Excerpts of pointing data

···

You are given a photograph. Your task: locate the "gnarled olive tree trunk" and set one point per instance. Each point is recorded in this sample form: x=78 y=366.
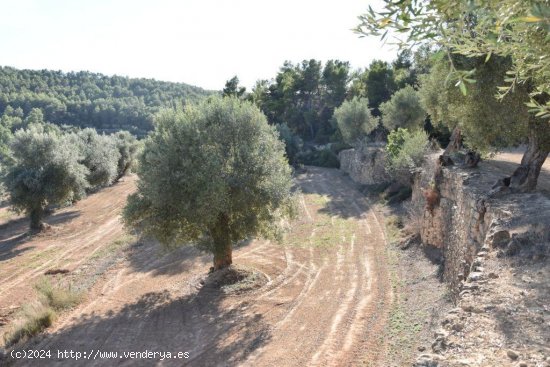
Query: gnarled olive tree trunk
x=223 y=256
x=525 y=177
x=36 y=216
x=455 y=141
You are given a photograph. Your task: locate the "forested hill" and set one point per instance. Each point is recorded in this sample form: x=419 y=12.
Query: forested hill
x=85 y=99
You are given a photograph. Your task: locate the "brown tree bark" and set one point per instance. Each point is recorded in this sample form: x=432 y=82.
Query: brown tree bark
x=455 y=141
x=36 y=215
x=525 y=177
x=223 y=251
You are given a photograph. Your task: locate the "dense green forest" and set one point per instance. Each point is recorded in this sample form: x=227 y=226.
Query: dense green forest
x=304 y=95
x=85 y=99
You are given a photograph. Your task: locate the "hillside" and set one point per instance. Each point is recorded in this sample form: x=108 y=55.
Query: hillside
x=86 y=99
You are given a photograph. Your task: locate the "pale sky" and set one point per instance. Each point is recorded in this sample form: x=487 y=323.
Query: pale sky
x=199 y=42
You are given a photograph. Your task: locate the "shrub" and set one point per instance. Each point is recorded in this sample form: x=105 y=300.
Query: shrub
x=34 y=318
x=45 y=171
x=212 y=174
x=406 y=151
x=128 y=149
x=101 y=157
x=293 y=143
x=403 y=110
x=355 y=120
x=58 y=297
x=323 y=157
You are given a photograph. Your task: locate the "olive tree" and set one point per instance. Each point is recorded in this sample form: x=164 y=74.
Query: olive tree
x=128 y=148
x=212 y=174
x=484 y=122
x=355 y=120
x=45 y=171
x=517 y=30
x=403 y=110
x=100 y=156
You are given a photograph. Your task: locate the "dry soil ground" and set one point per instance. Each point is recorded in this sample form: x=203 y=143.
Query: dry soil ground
x=326 y=302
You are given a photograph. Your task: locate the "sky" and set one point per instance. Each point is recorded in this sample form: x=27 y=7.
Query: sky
x=199 y=42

···

= JOB =
Every line from the one holding "form: x=419 y=12." through the final line of the listing must be echoed exactly; leave out all other lines.

= TASK SOLUTION =
You are given a photograph. Your task: locate the "forested hill" and set one point per instance. Each point is recorded in this sample form: x=419 y=12.
Query: forested hill
x=85 y=99
You are given a photograph. Your task: locate the "brown tree bark" and set one point per instance. Each point is recorded in this sample form: x=432 y=82.
Query: brown tree bark
x=455 y=141
x=36 y=215
x=525 y=177
x=223 y=251
You are given a photograph. Your task: locate the "dense green forest" and set one point per instance. Each point is recorded in this sample form: x=227 y=226.
Query: dense green forest
x=304 y=95
x=85 y=99
You are given a photograph. Your task: locate the "hillside" and set one point per instance. Each point is recorded in this sample form: x=108 y=55.
Query: hillside
x=86 y=99
You are given a photograph. Your task: locate the "pale sky" and set one point per instance. Each point is recorded in this sample form: x=487 y=323.
Query: pale sky
x=199 y=42
You are given a photograph. Your task: locate the "shrub" and set one point per instance. Each point is recorded in this sample form: x=105 y=300.
Query: shrub
x=34 y=318
x=45 y=171
x=212 y=174
x=406 y=151
x=128 y=149
x=101 y=157
x=293 y=143
x=403 y=110
x=355 y=120
x=58 y=297
x=323 y=157
You are given a photograph. Your task: locate the "olive tree" and set one point per instance. Each point is recorded in this sample form: x=164 y=74.
Query: olive tree
x=128 y=148
x=212 y=174
x=484 y=122
x=355 y=120
x=45 y=171
x=517 y=30
x=403 y=110
x=100 y=156
You are given a photograph. Your task: locate the "dry soil ground" and set one point per instance. Each point is recorded in this sample form: x=203 y=143.
Query: dry soil ground
x=326 y=302
You are given a photograph. Your task: locate the "sky" and set one point per instance. Each point is recorded in this sample form: x=27 y=7.
Query: sky
x=199 y=42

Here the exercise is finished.